SUPPLIED PASSAGE
----
Three-dimensional line-field Fourier domain optical coherence tomography for in vivo dermatological investigation.

We demonstrate 3-D optical coherence tomography using only 1-D mechanical scanning. This system uses the principle of Fourier domain optical coherence tomography for depth resolution, 1-D imaging for lateral vertical resolution, and mechanical scanning by a galvanometer for lateral horizontal resolution. An in vivo human fingerpad is investigated in three dimensions with an image size of 480 points (vertical) x 300 points (horizontal) x 1024 points (depth), which corresponds to 2.1 x 1.4 x 1.3 mm. The acquisition time for a single cross section is 1 ms and that for a single volume is 10 s. The system sensitivity is 75.6 dB at a probe beam power of 1.1 mW.

Polarization contrast imaging of biological tissues by polarization-sensitive Fourier-domain optical coherence tomography.
----
TASKS AND EXERCISES
1. According to the optical coherence tomography passage, what principle does the system use for each direction of resolution? List each direction with its principle.
2. Proceed with the optical coherence tomography passage, starting after the last line shown.
These rows come from a separate source.

[Point localization data]
----
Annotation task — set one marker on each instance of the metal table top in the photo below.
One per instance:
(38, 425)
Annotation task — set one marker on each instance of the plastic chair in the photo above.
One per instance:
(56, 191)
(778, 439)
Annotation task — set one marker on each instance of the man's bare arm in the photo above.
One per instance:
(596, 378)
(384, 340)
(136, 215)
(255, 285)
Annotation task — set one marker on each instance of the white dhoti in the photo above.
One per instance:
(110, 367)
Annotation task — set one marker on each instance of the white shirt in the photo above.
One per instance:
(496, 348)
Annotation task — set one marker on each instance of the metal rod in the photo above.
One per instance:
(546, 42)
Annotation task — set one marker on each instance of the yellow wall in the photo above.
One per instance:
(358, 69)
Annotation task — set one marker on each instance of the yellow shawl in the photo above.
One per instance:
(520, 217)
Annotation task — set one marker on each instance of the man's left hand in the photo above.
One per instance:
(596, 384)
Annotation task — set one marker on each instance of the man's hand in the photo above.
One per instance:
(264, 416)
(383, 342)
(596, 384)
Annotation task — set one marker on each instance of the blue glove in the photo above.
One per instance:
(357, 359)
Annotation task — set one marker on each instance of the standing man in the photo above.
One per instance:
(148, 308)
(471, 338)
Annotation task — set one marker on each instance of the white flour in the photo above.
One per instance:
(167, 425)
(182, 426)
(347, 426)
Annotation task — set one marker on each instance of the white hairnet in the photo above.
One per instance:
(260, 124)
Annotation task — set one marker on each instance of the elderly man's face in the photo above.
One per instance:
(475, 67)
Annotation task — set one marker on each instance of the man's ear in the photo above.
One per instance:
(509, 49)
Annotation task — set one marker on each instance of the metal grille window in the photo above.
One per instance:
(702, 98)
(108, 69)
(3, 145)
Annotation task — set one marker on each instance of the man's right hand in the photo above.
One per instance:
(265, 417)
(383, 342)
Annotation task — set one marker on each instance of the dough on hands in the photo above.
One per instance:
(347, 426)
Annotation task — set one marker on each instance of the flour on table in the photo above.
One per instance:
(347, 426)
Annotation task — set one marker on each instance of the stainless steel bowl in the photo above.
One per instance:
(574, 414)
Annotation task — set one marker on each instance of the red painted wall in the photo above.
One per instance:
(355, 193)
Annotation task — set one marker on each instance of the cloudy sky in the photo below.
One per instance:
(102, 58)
----
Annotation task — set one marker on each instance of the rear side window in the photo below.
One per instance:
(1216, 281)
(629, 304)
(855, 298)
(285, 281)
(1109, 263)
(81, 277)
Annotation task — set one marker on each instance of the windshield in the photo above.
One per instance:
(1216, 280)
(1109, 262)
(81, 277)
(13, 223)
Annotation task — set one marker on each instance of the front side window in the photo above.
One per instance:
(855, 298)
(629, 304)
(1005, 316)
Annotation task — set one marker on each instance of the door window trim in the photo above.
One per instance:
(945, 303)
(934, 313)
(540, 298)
----
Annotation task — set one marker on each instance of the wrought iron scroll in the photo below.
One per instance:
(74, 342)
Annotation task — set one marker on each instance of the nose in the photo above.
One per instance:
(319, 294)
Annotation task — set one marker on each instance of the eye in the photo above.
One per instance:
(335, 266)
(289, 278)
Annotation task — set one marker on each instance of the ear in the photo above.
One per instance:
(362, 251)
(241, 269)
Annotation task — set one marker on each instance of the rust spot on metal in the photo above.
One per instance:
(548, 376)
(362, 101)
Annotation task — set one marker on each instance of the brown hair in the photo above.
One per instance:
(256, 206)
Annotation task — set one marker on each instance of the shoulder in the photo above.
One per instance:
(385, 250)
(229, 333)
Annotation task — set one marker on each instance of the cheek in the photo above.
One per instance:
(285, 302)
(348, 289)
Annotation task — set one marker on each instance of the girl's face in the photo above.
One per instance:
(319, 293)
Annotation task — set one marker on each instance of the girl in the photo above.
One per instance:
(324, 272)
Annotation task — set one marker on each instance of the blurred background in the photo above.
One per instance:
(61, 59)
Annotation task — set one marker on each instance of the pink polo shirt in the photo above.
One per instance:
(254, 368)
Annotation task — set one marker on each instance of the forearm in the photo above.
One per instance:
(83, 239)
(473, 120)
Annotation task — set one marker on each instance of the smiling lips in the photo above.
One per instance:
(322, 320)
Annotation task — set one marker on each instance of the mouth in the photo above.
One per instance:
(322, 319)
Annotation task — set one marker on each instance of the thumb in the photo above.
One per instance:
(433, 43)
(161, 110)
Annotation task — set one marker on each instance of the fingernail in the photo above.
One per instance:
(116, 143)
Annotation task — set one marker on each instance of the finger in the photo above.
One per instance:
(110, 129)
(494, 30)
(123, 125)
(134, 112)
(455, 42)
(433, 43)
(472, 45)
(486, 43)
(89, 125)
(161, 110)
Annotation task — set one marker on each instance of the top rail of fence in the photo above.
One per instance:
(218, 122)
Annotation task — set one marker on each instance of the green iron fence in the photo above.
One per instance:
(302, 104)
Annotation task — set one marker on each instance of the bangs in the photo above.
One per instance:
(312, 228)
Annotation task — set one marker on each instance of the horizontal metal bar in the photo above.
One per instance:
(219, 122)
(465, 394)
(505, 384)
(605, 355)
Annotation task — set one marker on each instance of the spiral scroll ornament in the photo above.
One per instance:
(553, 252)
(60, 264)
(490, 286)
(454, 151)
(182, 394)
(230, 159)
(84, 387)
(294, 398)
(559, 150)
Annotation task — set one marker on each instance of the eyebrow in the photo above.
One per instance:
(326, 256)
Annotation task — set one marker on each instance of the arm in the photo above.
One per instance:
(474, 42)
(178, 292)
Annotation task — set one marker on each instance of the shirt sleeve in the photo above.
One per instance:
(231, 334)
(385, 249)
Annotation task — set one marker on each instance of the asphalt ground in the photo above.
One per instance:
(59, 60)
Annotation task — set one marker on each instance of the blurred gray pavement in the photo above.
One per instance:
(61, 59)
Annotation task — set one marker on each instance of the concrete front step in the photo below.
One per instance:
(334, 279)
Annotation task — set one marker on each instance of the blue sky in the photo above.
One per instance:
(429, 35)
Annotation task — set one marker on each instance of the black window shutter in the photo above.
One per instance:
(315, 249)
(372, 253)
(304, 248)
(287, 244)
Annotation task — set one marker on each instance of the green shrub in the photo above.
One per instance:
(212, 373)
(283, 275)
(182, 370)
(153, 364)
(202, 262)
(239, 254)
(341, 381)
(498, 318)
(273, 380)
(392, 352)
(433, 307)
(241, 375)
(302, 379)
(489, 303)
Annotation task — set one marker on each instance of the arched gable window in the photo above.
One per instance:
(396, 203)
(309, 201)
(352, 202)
----
RESPONSE LIST
1.
- Depth resolution: the principle of Fourier domain optical coherence tomography
- Lateral vertical resolution: 1-D imaging
- Lateral horizontal resolution: mechanical scanning by a galvanometer

2.
Jones matrix imaging of biological samples by a polarization-sensitive Fourier-domain optical coherence tomography has been demonstrated using a two-dimensional CCD camera to obtain two spectra corresponding to the orthogonal polarization components simultaneously. The measurement results of a quarter-wave plate are compared between the two incident polarization sets, H-V linear and R-L circular polarization. Jones matrix imaging of the bovine tendon is demonstrated. Measured Jones matrix images are converted to equivalent Müller matrix images. Local polarization properties are obtained by longitudinal differentiation of Jones matrix components. The layered structure of the bovine tendon and birefringence are revealed.

Non-iterative numerical method for laterally superresolving Fourier domain optical coherence tomography.

A numerical deconvolution method to cancel lateral defocus in Fourier domain optical coherence tomography (FD-OCT) is presented. This method uses a depth-dependent lateral point spread function and some approximations to design a deconvolution filter for the cancellation of lateral defocus. Improved lateral resolutions are theoretically estimated; consequently, the effect of lateral superresolution in this method is derived. The superresolution is experimentally confirmed by a razor blade test, and an intuitive physical interpretation of this effect is presented. The razor blade test also confirms that this method enhances the signal-to-noise ratio of OCT. This method is applied to OCT images of medical samples, in vivo human anterior eye segments, and exhibits its potential to cancel the defocusing of practical OCT images. The validity and restrictions involved in each approximation employed to design the deconvolution filter are discussed. A chromatic and a two-dimensional extensions of this method are also described.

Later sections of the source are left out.